EXERCISE DESCRIPTION ->
Return the records below exactly, leaving nothing out.

(Stored dataset items)
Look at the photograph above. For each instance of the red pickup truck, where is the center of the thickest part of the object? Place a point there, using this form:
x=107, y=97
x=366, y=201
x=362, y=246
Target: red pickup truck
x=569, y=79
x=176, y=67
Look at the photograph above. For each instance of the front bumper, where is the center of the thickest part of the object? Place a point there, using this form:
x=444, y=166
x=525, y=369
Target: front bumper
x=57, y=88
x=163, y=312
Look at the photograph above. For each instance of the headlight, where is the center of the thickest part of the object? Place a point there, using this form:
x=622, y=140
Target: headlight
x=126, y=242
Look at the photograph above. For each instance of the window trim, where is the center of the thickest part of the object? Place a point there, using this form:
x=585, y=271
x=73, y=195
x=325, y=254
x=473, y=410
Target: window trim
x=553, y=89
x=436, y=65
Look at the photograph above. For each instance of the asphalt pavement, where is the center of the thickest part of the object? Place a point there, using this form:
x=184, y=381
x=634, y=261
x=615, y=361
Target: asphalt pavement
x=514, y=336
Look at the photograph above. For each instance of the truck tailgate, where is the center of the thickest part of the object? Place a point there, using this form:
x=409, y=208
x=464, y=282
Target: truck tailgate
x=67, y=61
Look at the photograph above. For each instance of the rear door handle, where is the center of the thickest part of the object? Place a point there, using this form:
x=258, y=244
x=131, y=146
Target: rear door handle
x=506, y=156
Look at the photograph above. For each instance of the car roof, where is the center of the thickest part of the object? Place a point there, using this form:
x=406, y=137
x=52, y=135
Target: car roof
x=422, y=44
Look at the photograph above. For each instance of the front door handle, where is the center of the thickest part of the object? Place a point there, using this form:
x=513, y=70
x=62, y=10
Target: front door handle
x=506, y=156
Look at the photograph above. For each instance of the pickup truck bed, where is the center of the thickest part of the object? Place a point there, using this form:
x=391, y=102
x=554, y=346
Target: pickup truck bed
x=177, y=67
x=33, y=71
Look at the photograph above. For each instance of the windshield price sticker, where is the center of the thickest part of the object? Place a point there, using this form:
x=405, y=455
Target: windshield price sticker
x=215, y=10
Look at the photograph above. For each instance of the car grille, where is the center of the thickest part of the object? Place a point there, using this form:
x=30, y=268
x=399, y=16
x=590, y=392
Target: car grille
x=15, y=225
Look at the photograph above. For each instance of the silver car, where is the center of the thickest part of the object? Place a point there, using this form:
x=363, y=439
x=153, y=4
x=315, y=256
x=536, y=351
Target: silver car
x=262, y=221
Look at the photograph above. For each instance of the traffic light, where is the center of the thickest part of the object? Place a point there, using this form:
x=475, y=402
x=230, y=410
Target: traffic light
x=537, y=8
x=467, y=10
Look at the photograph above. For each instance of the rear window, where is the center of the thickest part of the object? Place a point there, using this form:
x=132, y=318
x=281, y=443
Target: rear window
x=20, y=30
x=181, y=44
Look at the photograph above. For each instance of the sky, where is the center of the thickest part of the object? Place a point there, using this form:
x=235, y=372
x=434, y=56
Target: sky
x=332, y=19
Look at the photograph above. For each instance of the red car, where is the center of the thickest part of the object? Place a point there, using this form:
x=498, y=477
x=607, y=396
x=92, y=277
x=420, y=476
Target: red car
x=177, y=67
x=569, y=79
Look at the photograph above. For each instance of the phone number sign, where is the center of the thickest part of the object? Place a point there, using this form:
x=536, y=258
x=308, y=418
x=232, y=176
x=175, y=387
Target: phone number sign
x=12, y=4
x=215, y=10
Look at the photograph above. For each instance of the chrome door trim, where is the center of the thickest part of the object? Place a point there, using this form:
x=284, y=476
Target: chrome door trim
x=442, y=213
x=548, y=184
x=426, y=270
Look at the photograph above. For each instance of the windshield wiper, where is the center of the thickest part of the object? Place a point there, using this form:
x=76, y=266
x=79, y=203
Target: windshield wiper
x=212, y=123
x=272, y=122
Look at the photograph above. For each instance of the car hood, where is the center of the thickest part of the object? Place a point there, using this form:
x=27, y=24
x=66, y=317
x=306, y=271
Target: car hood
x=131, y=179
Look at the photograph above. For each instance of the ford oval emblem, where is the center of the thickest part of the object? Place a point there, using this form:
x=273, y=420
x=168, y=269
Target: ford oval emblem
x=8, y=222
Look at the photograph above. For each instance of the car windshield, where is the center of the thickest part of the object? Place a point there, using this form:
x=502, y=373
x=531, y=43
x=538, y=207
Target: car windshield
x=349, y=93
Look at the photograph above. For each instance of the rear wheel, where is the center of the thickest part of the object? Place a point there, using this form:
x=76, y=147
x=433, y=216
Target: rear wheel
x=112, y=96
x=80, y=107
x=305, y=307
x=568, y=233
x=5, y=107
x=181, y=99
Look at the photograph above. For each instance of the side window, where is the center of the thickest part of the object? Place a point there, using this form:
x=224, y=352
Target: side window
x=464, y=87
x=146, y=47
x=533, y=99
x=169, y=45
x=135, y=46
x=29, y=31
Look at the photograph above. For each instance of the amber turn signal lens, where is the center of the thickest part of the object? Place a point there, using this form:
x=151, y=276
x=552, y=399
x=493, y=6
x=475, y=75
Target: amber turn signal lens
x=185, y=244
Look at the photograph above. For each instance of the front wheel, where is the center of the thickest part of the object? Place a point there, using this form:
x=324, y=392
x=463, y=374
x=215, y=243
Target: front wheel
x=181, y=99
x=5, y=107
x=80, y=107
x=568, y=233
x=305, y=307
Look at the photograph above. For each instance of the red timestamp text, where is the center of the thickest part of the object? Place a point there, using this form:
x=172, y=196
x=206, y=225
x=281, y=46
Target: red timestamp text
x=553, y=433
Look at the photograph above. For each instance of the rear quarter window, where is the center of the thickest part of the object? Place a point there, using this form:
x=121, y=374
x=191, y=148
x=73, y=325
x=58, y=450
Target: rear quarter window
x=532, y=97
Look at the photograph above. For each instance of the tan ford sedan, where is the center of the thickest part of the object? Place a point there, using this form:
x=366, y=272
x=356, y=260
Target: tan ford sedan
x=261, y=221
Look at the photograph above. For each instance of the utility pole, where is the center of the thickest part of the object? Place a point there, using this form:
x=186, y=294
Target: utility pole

THE COMPLETED TASK ->
Look at the photograph above. For each instance of the red pickup truck, where is the center of the thickest part of the object? Place a point there, using this form:
x=107, y=97
x=366, y=201
x=362, y=246
Target: red pickup truck
x=569, y=79
x=176, y=67
Look at the photograph above. For each instance of the front bumper, where is the center of the thickest part of the object? Place a point there, using this form:
x=444, y=166
x=525, y=369
Target: front bumper
x=57, y=88
x=163, y=312
Look at the photograph above. For each instance of the headlight, where is the center of the thickest part of the object? Place a point there, using this form:
x=622, y=140
Target: headlight
x=126, y=242
Look at the photograph above. For each instance of the window trim, where is the center of the thickest part of the object? Place a point there, using this form:
x=585, y=271
x=73, y=195
x=325, y=254
x=473, y=410
Target: window trim
x=553, y=89
x=436, y=65
Look at the photograph above. For each instance of the asphalt pavement, where is the center of the thickest part of the object? Place a point there, using this form:
x=184, y=381
x=634, y=261
x=615, y=361
Target: asphalt pavement
x=514, y=336
Look at the photograph above. For each instance of the truck tailgate, where is the center of the thickest part of the object? Place a point there, using this form:
x=409, y=208
x=464, y=282
Target: truck tailgate
x=67, y=61
Look at the photograph above. For each instance of the rear door handle, where is the center of the thickest part of the object? Place a point there, using this form:
x=258, y=244
x=131, y=146
Target: rear door handle
x=506, y=156
Look at the photograph above. For each instance of the car roof, where is the center of the thickest part of the object? Place a point there, using this form:
x=406, y=137
x=52, y=135
Target: car roof
x=422, y=44
Look at the photograph above. For each instance of the front door handle, where is the center of the thickest part of the object? Place a point there, using this form:
x=513, y=70
x=62, y=10
Target: front door handle
x=506, y=156
Look at the photograph above. For each instance of the pickup truck bed, where is the center of the thickest part of the object? Place a point there, using this form:
x=391, y=102
x=554, y=346
Target: pickup truck bed
x=177, y=67
x=33, y=71
Look at the photograph above. For each instance of the windshield price sticker, where is the center of the thickest part of the object? Place a point there, using this form:
x=405, y=455
Target: windshield price sticker
x=215, y=10
Look at the photograph above. For each instance of the car grille, where is the center of the thickest part of the object? Place a point there, using this form:
x=30, y=268
x=399, y=16
x=590, y=392
Target: car grille
x=15, y=225
Look at the photograph above. For each instance of the silver car, where is the center of the thickest part of the object? Place a point there, using this form:
x=363, y=439
x=153, y=4
x=315, y=256
x=536, y=351
Target: silver car
x=262, y=221
Look at the photograph above. For each instance of the traffic light, where is the center of the thickest part of the object? Place a point there, using this form:
x=475, y=402
x=230, y=410
Target: traffic light
x=537, y=8
x=467, y=10
Look at the photograph above. For each instance of the rear window, where is the center of the thickest part of the object? Place a point there, using this form:
x=132, y=318
x=281, y=443
Target: rear window
x=20, y=30
x=181, y=44
Look at the photograph above. For each instance of the sky, where is the center of the thickest part of the object? Place a point there, using this form:
x=235, y=372
x=434, y=56
Target: sky
x=332, y=19
Look at the photograph above. For each instance of the red car, where is the center of the thickest part of the object? Place a point there, using this form:
x=498, y=477
x=607, y=396
x=92, y=277
x=420, y=476
Target: red car
x=177, y=67
x=569, y=79
Look at the photograph above. For each instance of the phone number sign, where is the center of the thickest part of the object? Place a point there, using this form:
x=536, y=258
x=308, y=418
x=232, y=176
x=175, y=387
Target: phone number sign
x=12, y=4
x=215, y=10
Look at the photograph above. For each instance of the chrome door trim, where is the center of the thickest part of the object? Place a point there, using this form:
x=284, y=476
Target: chrome door trim
x=442, y=213
x=548, y=184
x=426, y=270
Look at the photograph above. For each instance of the windshield wiper, where is the center of the thickest part of the object? Place a point there, using this form:
x=76, y=266
x=79, y=203
Target: windshield wiper
x=212, y=123
x=272, y=122
Look at the photograph above. For each instance of the car hood, where is the center of the thickest part of the object? Place a point there, using this form:
x=27, y=24
x=66, y=317
x=306, y=271
Target: car hood
x=131, y=179
Look at the photograph above. For each instance of the ford oval emblem, where is the center of the thickest part of the object? Place a point there, using this form:
x=273, y=420
x=168, y=269
Target: ford oval emblem
x=8, y=222
Look at the photograph above. For each instance of the car windshield, where is the center of the thickest part of the object? Place a point there, using this form:
x=502, y=373
x=531, y=43
x=538, y=207
Target: car windshield
x=349, y=93
Look at the photograph above. For each instance of the rear wheel, where is the center of the thickest part of the object? Place a point there, using this form:
x=76, y=147
x=433, y=216
Target: rear wheel
x=112, y=96
x=80, y=107
x=305, y=307
x=568, y=233
x=5, y=107
x=181, y=99
Look at the photograph above. For each instance of the side window, where is the center of the thickest part of the object? Place a point there, using this form:
x=224, y=352
Target: side window
x=464, y=87
x=146, y=47
x=533, y=99
x=169, y=45
x=135, y=46
x=29, y=31
Look at the photograph above. For each instance of the amber turn signal lens, where is the center of the thickest part of the object? Place a point there, using this form:
x=151, y=276
x=552, y=399
x=493, y=6
x=475, y=75
Target: amber turn signal lens
x=185, y=244
Look at the photograph above. For each instance of the front wheel, where is the center of the thickest part of the object? Place a point there, using this form:
x=324, y=392
x=463, y=374
x=215, y=243
Target: front wheel
x=181, y=99
x=5, y=107
x=80, y=107
x=568, y=233
x=305, y=307
Look at the photograph above. For each instance of the red timestamp text, where is the center of the thickest part of the object? Place a point there, using this form:
x=172, y=196
x=206, y=225
x=281, y=46
Target: red timestamp text
x=553, y=433
Look at the photograph above. For each instance of the rear quarter window, where is the center of the thickest part of the object? Place a point there, using this form:
x=121, y=374
x=191, y=148
x=73, y=325
x=58, y=450
Target: rear quarter window
x=532, y=97
Look at the photograph above. For each instance of the tan ford sedan, where is the center of the thickest part of the object? Place a point there, using this form:
x=366, y=272
x=356, y=260
Target: tan ford sedan
x=261, y=221
Look at the photograph above. For each instance of the utility pole, where is the center of the thickest part of the object? Place a point there, using this form:
x=186, y=294
Target: utility pole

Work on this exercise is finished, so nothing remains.